====== Raw records
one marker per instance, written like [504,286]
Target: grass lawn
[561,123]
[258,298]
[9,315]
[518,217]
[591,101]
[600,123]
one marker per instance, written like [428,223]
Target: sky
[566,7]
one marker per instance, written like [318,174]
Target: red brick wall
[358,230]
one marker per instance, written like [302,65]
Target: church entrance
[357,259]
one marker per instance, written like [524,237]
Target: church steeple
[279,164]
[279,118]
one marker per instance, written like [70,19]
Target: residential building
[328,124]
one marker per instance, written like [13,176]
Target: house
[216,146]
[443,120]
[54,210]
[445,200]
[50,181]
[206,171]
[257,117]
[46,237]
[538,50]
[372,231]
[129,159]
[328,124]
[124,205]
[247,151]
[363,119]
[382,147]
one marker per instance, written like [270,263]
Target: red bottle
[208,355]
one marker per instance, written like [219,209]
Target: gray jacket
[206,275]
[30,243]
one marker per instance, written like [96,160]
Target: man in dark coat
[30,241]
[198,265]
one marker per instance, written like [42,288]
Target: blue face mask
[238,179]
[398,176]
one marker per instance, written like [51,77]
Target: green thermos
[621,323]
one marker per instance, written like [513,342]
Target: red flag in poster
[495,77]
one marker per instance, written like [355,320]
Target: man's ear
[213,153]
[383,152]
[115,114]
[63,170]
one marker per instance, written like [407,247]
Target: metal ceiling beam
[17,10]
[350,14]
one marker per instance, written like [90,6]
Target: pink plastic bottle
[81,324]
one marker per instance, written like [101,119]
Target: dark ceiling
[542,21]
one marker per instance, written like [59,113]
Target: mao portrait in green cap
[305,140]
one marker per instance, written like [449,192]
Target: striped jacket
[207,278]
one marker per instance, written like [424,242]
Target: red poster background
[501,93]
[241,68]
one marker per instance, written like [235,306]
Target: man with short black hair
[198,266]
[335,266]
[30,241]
============
[Problem to work on]
Rewrite all the rows above, replacing the word "marker" with "point" everywhere it occurs and leaving everything else unchanged.

[Worked solution]
one point per instance, written like [504,286]
Target: grass lawn
[561,123]
[258,298]
[9,315]
[518,217]
[591,101]
[600,123]
one point per instance, written like [428,223]
Target: sky
[566,7]
one point per instance, written like [318,174]
Target: red brick wall
[358,230]
one point per instance, written like [302,65]
Target: church entrance
[357,259]
one point per instance, written like [524,237]
Target: church steeple
[279,164]
[279,118]
one point per instance, written like [70,19]
Target: residential building
[328,124]
one point per instance, written like [13,176]
Target: house
[216,146]
[443,120]
[54,210]
[445,200]
[50,181]
[206,171]
[257,117]
[46,237]
[538,50]
[372,231]
[129,159]
[328,124]
[124,205]
[247,151]
[363,119]
[382,147]
one point per instance, written like [270,263]
Target: red bottle
[208,355]
one point per instance, written like [219,209]
Target: gray jacket
[206,275]
[30,243]
one point per instance, written like [96,160]
Target: man in dark coat
[30,241]
[198,265]
one point per instance, written like [42,288]
Target: blue face mask
[238,179]
[398,176]
one point per instance, written like [51,77]
Target: green thermos
[621,323]
one point per instance, written like [513,342]
Target: red flag in poster
[495,77]
one point per instance, written like [355,320]
Target: man's ear
[213,153]
[383,152]
[115,114]
[63,170]
one point per instance, written like [407,247]
Target: metal ceiling beam
[17,10]
[350,14]
one point per instance, written like [90,6]
Target: pink plastic bottle
[81,324]
one point per instance, written like [101,119]
Target: dark ceiling
[542,21]
one point per instance, written like [59,113]
Target: mao portrait in green cap
[305,140]
one point per instance, written like [449,192]
Target: striped jacket
[207,278]
one point per instance, written like [424,242]
Target: red poster background
[501,93]
[241,68]
one point per instance, written like [235,306]
Target: man with short black hair
[198,266]
[335,266]
[30,241]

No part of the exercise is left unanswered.